■ EXERCISES ■
1. Answer these questions from the Perfect 10 case summary below:
(a) How many Supreme Court decisions did Jehovah's Witnesses generate in the 1940s?
(b) In Perfect 10 v. CCBill, what law preempted Perfect 10's state law claims?
(c) Which judge dissented in Perfect 10 v. Visa?
2. Please mark each statement yes or no according to the Perfect 10 case summary below, quoting the words that decide it:
(a) The Ninth Circuit panel in the Visa case was unanimous.
(b) The district court in Perfect 10 v. Visa dismissed for failure to state a claim.
(c) The Ninth Circuit decided Perfect 10 v. Amazon in March.

■ PAGE EXTRACT ■
>> Begin
In the 1940s, Jehovah’s Witnesses, tenaciously litigious in defense of free expression, generated a half-dozen Supreme Court decisions that came to define First Amendment rights in the Twentieth Century. With comparable persistence, erotic photo publisher Perfect 10 has fought a series of battles that may delineate the scope of secondary liability in the online kingdom. In July, Perfect 10 lost the third Ninth Circuit case this year in which it sought to make others responsible for direct copyright infringement and other wrongs committed by pornographic internet services. Perfect 10 v. Visa International, 2007 U.S. App. Lexis 15824 (July 3, 2007).
In the Visa case, a divided panel held that processing payments for infringing website services was too remote from the direct copyright infringements for Visa and the other credit card companies (collectively “Visa”) to be held contributorily or vicariously liable.
The first of the Perfect 10 trilogy, Perfect 10 v. CCBill, 481 F.3d 751 (9th Cir. 2007), was brought against companies that provide web hosting and online credit card processing services to internet enterprises that directly infringed Perfect 10’s copyrights. In March, the Ninth Circuit held that Perfect 10’s state law claims were preempted by Section 230 of the Communications Decency Act, determined that Perfect 10’s Digital Millennium Copyright Act infringement notices were insufficient to require the defendants to take down allegedly infringing matter, and remanded for further consideration the defendants’ entitlement to the DMCA’s safe harbors. In May, another Ninth Circuit panel rejected most of the theories whereby Perfect 10 sought to hold Google liable for providing visual search engine services that facilitated locating and accessing infringing sites. Perfect 10 v. Amazon, 487 F.3d 701 (9th Cir. 2007).
In Perfect 10 v. Visa, the district court dismissed for failure to state a claim, holding inter alia that Visa was not contributorily or vicariously liable under copyright law. The same panel of the Ninth Circuit as in CCBill affirmed. For contributory infringement, the defendant must (1) have knowledge of an underlying direct infringement, and (2) materially contribute to it. Reviewing de novo, Circuit Judges Smith and Reinhardt held that Visa’s activities did not materially contribute to infringement because facilitating payment bears “no direct connection to [the] infringement.”
The majority emphasized that the underlying infringements — reproduction, alteration, display and distribution of Perfect 10’s images — could occur regardless of whether Visa provided payment services.
In Perfect 10 v. Amazon, the Ninth Circuit held Google’s search engine materially contributed to infringement because it assisted in locating and accessing infringing images by providing links to them. In addition, the music file-sharing services in Napster and Grokster were held contributorily liable because they allowed users to locate and obtain infringing material. Distinguishing these cases, the Visa majority argued that Visa’s services do not cause the infringing activities, and that making it easier to profit from infringement is not essential to the conduct of infringement.
Amazon instructed that “Google could be held contributorily liable if it had knowledge that infringing Perfect 10 images were available using its search engine, could take simple measures to prevent further damage to Perfect 10’s copyrighted works, and failed to take such steps.” Dissenting Judge Kozinski argued that Visa’s acts were equivalent to those in Amazon. The majority, however, held that payment systems and search engines are not equivalent because creating a financial incentive for infringement involves “an additional step in the causal chain” beyond facilitating connection with an infringing site.
>> End
(Excerpts of pointing data)
>> Begin
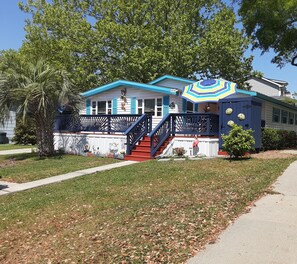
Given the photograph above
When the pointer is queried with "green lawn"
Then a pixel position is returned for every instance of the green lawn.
(29, 167)
(13, 146)
(151, 212)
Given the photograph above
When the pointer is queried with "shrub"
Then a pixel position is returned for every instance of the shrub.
(25, 133)
(238, 141)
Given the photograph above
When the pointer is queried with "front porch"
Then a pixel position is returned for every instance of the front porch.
(109, 135)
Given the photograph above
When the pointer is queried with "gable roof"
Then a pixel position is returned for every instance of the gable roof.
(170, 77)
(143, 86)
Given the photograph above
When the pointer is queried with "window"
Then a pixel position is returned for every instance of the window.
(159, 107)
(291, 118)
(284, 117)
(150, 106)
(93, 108)
(190, 107)
(109, 107)
(139, 107)
(275, 115)
(101, 107)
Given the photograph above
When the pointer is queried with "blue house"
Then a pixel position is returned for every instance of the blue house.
(148, 119)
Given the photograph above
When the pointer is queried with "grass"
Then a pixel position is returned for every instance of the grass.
(27, 167)
(147, 212)
(13, 146)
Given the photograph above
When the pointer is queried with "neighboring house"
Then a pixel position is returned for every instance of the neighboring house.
(9, 126)
(146, 120)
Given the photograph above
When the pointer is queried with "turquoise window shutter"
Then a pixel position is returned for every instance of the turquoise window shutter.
(196, 107)
(88, 107)
(165, 105)
(133, 105)
(184, 106)
(114, 106)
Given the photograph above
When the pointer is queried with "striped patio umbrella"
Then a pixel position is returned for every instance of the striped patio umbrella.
(208, 90)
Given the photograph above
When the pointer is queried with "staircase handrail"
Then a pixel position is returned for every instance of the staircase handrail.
(160, 134)
(139, 129)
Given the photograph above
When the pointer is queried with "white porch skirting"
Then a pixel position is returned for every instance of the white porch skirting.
(207, 146)
(105, 145)
(98, 144)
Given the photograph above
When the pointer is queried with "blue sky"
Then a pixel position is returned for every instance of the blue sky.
(12, 21)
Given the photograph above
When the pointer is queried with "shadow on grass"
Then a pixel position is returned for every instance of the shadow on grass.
(245, 158)
(25, 156)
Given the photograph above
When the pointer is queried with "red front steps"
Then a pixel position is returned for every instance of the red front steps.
(142, 151)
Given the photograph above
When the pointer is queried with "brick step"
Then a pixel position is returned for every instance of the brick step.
(137, 158)
(143, 148)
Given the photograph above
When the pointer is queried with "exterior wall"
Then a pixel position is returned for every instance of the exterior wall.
(207, 146)
(105, 145)
(267, 110)
(262, 87)
(9, 126)
(97, 144)
(136, 93)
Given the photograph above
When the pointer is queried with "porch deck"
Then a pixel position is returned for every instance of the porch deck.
(133, 128)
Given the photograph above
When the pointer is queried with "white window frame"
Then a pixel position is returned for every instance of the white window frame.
(108, 107)
(157, 108)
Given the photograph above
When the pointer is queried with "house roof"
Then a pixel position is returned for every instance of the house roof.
(170, 77)
(143, 86)
(267, 98)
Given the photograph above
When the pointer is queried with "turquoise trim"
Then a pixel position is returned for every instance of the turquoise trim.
(148, 87)
(165, 105)
(133, 105)
(275, 101)
(246, 92)
(88, 107)
(184, 106)
(114, 106)
(171, 78)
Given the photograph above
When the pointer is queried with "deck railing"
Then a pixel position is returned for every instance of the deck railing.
(137, 126)
(95, 123)
(185, 124)
(137, 131)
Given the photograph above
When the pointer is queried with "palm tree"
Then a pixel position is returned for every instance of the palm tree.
(36, 90)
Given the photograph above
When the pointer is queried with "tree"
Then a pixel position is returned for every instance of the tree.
(100, 41)
(35, 90)
(272, 24)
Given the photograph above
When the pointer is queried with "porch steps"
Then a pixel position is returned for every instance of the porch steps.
(141, 152)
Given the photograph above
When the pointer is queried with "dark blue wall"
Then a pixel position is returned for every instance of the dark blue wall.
(248, 106)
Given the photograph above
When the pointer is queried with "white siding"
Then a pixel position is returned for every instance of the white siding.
(9, 126)
(264, 88)
(138, 94)
(267, 116)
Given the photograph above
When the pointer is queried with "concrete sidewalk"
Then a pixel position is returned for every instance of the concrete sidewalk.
(8, 187)
(265, 235)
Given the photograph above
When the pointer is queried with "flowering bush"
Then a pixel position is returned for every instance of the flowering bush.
(229, 111)
(241, 116)
(230, 123)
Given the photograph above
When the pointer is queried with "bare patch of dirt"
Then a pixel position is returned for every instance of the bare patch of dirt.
(273, 154)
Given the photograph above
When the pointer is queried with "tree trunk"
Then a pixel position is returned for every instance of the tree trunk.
(45, 136)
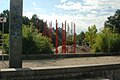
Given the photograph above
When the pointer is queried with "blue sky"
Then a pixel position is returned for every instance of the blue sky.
(82, 12)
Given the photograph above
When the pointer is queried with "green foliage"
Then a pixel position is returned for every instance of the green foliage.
(106, 41)
(90, 35)
(113, 22)
(80, 37)
(5, 14)
(35, 43)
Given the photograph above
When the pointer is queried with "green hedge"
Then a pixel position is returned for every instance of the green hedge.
(32, 42)
(35, 43)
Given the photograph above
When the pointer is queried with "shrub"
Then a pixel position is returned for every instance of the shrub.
(34, 42)
(106, 41)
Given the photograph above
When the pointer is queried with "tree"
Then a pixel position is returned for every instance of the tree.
(113, 22)
(26, 20)
(80, 38)
(90, 35)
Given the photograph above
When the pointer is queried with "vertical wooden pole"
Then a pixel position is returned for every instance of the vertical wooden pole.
(74, 39)
(15, 27)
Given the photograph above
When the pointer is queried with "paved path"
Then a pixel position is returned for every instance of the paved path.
(66, 62)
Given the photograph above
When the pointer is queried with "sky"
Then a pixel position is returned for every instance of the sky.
(83, 13)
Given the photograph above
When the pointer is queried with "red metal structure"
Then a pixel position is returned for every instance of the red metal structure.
(64, 38)
(56, 37)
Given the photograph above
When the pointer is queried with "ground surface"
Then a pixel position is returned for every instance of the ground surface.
(66, 62)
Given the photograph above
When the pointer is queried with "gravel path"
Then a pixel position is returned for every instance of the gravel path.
(66, 62)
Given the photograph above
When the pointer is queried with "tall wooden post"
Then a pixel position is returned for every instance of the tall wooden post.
(56, 44)
(15, 48)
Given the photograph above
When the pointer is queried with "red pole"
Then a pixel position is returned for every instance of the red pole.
(50, 32)
(74, 39)
(37, 26)
(56, 37)
(65, 36)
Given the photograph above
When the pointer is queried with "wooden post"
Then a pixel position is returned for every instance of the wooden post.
(15, 43)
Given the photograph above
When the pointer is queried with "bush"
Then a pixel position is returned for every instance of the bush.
(35, 43)
(32, 42)
(106, 41)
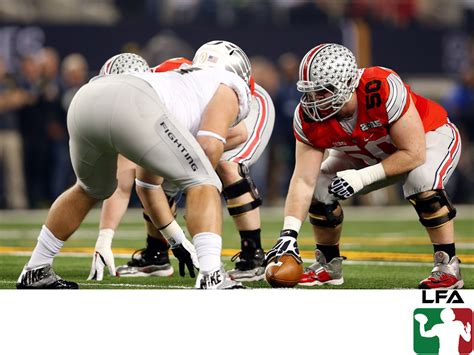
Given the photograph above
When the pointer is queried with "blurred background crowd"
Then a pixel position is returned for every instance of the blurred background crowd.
(50, 48)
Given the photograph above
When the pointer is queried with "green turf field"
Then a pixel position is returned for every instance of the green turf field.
(385, 248)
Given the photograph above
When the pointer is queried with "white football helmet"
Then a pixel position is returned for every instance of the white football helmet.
(328, 76)
(124, 63)
(226, 55)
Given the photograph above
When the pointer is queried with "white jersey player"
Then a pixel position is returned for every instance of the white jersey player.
(133, 115)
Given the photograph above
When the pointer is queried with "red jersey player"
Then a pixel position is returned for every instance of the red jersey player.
(377, 131)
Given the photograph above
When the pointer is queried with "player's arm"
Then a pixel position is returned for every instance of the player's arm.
(298, 200)
(408, 135)
(218, 116)
(236, 136)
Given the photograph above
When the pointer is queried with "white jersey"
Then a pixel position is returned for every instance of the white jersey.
(186, 93)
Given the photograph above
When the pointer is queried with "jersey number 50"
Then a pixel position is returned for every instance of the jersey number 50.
(373, 98)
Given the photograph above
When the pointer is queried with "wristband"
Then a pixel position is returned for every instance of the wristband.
(289, 233)
(293, 223)
(372, 174)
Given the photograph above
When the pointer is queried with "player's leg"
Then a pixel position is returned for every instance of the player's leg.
(326, 217)
(424, 189)
(95, 167)
(243, 203)
(113, 210)
(240, 192)
(153, 260)
(178, 157)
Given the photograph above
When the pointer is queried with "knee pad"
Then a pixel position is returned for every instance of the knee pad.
(432, 206)
(238, 189)
(322, 215)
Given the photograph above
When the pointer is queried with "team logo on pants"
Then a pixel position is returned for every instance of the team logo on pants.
(172, 137)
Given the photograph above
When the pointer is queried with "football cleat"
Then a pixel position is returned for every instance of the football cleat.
(446, 273)
(146, 263)
(216, 280)
(43, 277)
(322, 272)
(250, 267)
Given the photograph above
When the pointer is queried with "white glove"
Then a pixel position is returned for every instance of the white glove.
(347, 183)
(103, 256)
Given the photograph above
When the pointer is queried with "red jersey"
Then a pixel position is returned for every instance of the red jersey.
(382, 98)
(170, 64)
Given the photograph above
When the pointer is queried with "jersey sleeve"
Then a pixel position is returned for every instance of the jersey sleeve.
(298, 126)
(241, 89)
(398, 98)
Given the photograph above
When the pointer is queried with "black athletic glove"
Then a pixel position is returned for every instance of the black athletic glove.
(186, 255)
(286, 244)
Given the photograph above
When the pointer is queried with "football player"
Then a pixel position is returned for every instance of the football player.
(172, 125)
(377, 131)
(240, 192)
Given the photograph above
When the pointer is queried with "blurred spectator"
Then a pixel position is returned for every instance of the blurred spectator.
(61, 174)
(166, 45)
(282, 145)
(74, 74)
(266, 75)
(33, 129)
(11, 145)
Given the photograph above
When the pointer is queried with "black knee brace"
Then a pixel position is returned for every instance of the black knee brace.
(321, 215)
(432, 205)
(238, 189)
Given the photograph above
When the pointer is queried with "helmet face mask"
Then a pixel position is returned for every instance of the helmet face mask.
(328, 77)
(225, 55)
(124, 63)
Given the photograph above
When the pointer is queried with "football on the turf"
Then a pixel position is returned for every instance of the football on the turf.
(285, 273)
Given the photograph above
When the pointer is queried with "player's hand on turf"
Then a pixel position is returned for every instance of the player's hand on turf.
(102, 257)
(187, 258)
(286, 244)
(345, 184)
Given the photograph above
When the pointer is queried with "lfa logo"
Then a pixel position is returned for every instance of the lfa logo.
>> End
■ FULL ANSWERS ■
1.
(a) A half-dozen.
(b) Section 230 of the Communications Decency Act.
(c) Judge Kozinski.

2.
(a) No: "a divided panel held"
(b) Yes: "the district court dismissed for failure to state a claim"
(c) No: "In May, another Ninth Circuit panel rejected most of the theories whereby Perfect 10 sought to hold Google liable"